● The problem: Your copy should hold only the lines from the one containing "the water, and" through the final line of the entries, exactly as written, with no pictures.

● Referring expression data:
[Start of section]

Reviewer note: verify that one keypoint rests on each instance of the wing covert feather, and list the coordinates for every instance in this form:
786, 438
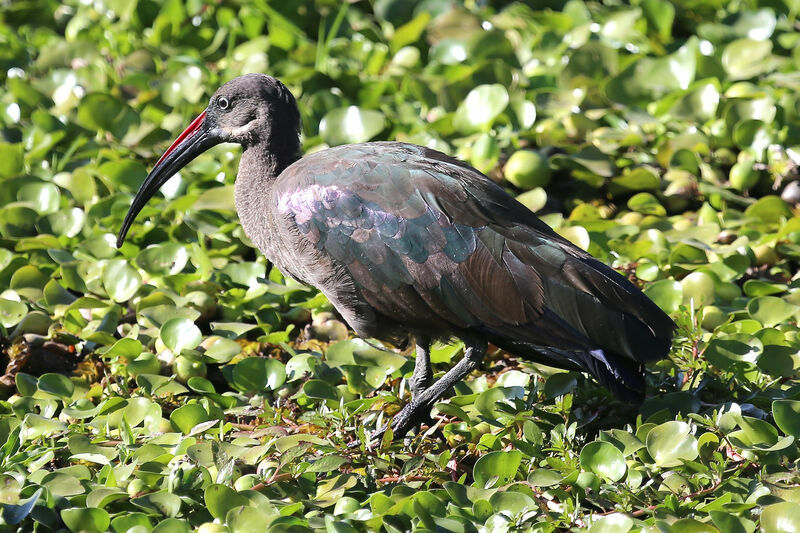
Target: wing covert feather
429, 241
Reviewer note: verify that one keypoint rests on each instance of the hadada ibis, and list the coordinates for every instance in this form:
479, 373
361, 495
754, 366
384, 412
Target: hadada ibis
409, 243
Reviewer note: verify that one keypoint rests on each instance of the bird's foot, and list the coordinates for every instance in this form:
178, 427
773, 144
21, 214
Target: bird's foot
411, 416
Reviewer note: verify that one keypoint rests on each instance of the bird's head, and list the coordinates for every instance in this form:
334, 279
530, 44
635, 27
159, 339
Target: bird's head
251, 110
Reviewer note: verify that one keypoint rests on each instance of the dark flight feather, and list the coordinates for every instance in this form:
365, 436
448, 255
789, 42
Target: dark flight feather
433, 245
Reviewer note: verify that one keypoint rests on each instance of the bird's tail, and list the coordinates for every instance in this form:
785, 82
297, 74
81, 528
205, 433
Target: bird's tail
621, 375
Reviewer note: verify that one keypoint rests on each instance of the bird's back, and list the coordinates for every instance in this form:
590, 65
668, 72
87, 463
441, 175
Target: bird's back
427, 242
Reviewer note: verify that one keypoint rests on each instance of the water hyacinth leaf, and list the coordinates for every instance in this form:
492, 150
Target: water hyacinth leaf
129, 521
771, 310
99, 111
187, 417
126, 174
487, 401
759, 287
11, 312
613, 523
163, 259
671, 443
17, 221
246, 274
220, 499
320, 390
12, 159
41, 197
15, 513
250, 374
56, 384
787, 416
28, 277
639, 179
646, 204
511, 502
769, 209
783, 517
544, 477
560, 384
603, 459
180, 334
222, 350
66, 222
759, 435
535, 199
500, 468
173, 525
588, 159
480, 108
722, 351
244, 519
86, 519
120, 280
348, 125
161, 503
745, 58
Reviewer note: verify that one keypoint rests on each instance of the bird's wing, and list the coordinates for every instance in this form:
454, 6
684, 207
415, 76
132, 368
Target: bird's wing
429, 240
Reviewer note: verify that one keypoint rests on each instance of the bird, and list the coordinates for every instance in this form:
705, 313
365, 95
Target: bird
411, 245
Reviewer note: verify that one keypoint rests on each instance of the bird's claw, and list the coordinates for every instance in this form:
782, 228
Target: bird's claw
411, 416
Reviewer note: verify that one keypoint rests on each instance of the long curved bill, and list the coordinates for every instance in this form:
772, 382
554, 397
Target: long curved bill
194, 140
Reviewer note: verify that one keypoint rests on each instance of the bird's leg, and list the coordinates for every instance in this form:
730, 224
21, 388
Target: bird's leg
423, 374
421, 404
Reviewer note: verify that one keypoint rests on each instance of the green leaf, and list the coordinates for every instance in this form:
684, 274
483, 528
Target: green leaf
180, 334
409, 32
11, 312
41, 197
787, 416
665, 293
126, 521
86, 519
746, 58
99, 111
603, 459
613, 523
121, 280
222, 350
250, 374
319, 390
496, 468
57, 385
479, 110
163, 259
187, 417
11, 159
671, 443
647, 204
783, 517
770, 310
220, 499
348, 125
769, 209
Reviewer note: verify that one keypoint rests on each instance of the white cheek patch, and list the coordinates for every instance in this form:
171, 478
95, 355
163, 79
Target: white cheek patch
241, 130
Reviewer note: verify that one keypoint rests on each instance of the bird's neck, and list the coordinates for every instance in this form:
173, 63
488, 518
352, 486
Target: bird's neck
260, 165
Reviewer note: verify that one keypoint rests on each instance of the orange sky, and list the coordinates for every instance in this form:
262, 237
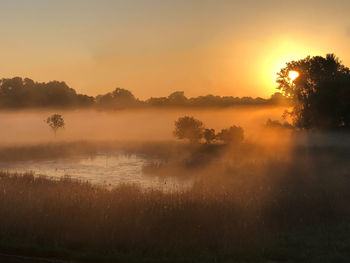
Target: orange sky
154, 47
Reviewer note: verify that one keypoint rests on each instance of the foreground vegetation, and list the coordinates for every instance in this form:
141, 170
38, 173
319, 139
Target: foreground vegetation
240, 209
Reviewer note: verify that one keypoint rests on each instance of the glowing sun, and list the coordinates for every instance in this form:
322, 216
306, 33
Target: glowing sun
293, 75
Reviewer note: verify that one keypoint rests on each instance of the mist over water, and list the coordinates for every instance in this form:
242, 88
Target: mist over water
28, 127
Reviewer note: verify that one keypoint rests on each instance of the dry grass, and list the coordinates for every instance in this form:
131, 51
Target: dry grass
245, 209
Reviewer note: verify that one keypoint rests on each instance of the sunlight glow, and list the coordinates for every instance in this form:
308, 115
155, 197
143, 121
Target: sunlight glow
293, 75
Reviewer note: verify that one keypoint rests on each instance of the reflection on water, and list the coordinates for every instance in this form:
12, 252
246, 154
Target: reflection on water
103, 169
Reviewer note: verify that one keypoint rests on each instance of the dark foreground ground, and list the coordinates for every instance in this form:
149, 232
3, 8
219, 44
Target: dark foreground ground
248, 205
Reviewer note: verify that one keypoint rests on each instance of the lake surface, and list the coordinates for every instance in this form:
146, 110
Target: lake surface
29, 128
102, 169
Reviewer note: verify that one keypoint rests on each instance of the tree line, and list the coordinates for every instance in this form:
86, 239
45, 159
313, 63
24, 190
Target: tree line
19, 93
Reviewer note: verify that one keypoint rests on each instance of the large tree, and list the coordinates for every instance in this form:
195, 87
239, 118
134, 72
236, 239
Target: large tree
189, 128
320, 93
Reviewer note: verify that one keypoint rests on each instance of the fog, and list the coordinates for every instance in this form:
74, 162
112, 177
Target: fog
29, 127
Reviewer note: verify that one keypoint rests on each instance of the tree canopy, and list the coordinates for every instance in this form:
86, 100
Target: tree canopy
25, 93
189, 128
320, 95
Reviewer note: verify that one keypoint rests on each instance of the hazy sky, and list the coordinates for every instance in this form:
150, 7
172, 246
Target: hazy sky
154, 47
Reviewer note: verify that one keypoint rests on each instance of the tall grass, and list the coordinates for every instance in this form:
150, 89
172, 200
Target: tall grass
241, 210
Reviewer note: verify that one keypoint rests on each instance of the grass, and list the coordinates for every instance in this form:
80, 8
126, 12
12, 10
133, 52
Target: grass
246, 209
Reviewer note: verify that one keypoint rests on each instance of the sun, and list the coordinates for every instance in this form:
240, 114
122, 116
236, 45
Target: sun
293, 75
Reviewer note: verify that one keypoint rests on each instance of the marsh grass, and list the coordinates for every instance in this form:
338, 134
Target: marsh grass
244, 209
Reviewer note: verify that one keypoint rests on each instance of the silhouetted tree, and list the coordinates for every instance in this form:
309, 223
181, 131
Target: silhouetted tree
277, 124
209, 135
234, 134
320, 96
56, 122
177, 98
189, 128
24, 93
119, 98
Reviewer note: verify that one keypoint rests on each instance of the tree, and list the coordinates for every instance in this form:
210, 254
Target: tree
320, 95
189, 128
56, 122
209, 135
232, 135
119, 98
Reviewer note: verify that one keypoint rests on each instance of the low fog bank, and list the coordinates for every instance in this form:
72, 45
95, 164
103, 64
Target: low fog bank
29, 127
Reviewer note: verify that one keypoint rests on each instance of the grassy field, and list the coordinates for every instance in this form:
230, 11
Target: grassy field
247, 208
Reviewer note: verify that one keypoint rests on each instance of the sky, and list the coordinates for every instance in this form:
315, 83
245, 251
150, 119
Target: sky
155, 47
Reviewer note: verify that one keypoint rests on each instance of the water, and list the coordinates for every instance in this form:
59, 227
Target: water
101, 169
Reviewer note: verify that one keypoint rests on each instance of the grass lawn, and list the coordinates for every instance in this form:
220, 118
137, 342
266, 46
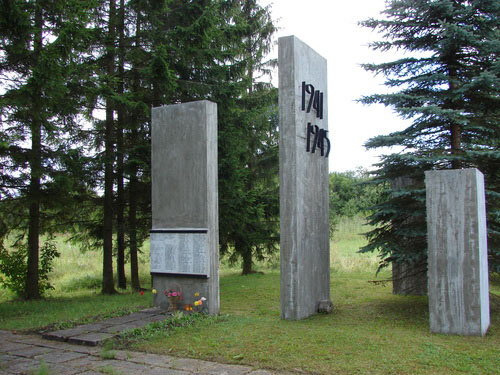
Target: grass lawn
370, 331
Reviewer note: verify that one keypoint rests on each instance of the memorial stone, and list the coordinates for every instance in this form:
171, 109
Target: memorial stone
304, 150
457, 259
184, 236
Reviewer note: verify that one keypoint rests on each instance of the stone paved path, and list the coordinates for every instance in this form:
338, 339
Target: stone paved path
24, 354
96, 333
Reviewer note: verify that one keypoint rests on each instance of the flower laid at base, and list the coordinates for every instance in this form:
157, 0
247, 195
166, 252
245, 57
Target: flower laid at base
175, 297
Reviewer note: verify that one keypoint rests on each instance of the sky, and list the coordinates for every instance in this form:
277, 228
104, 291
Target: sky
331, 28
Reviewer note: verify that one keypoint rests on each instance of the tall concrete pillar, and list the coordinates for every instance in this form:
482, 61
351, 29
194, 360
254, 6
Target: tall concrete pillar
184, 237
458, 256
304, 149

[End of section]

● Your response:
Reviewer note: verify that one keypoint rests on each instance of the water, and list the coordinates for every instance in this form:
59, 227
Target: water
101, 169
Reviewer note: verify that one keypoint rests on each instance of the grass lawn, and list the coordinates for every instance in this form:
220, 118
137, 342
266, 46
Target: grass lawn
370, 331
Reviewer note: verify that one keypoint rests on each instance of the memorial stone, and list the coordinates for every instance in this form:
171, 109
Target: memorial stone
304, 150
457, 259
184, 236
Reviewer note: verify that one keypoint rests on each instance of the stone paved path, and list the coordinates for every instance in this form:
338, 339
Target: stone paved path
24, 354
96, 333
Reviewer note: verify that one keypoint rests on each instance of the flower laid at base, and list the coordinates for every instance in this form:
157, 0
247, 195
166, 252
245, 57
Target: flower laid at base
175, 297
Reviewer note: verify that one keypoint rests on each instance of the sky, and list the coordinates for every instance in this form:
277, 228
104, 291
Target: sky
331, 28
Reviewer note: verify that one keypoint rests on each instance of the tall concrete pillar, and list the coordinates for every instance in this form:
482, 61
351, 29
194, 360
254, 6
Target: tall concrete pillar
184, 237
458, 256
304, 149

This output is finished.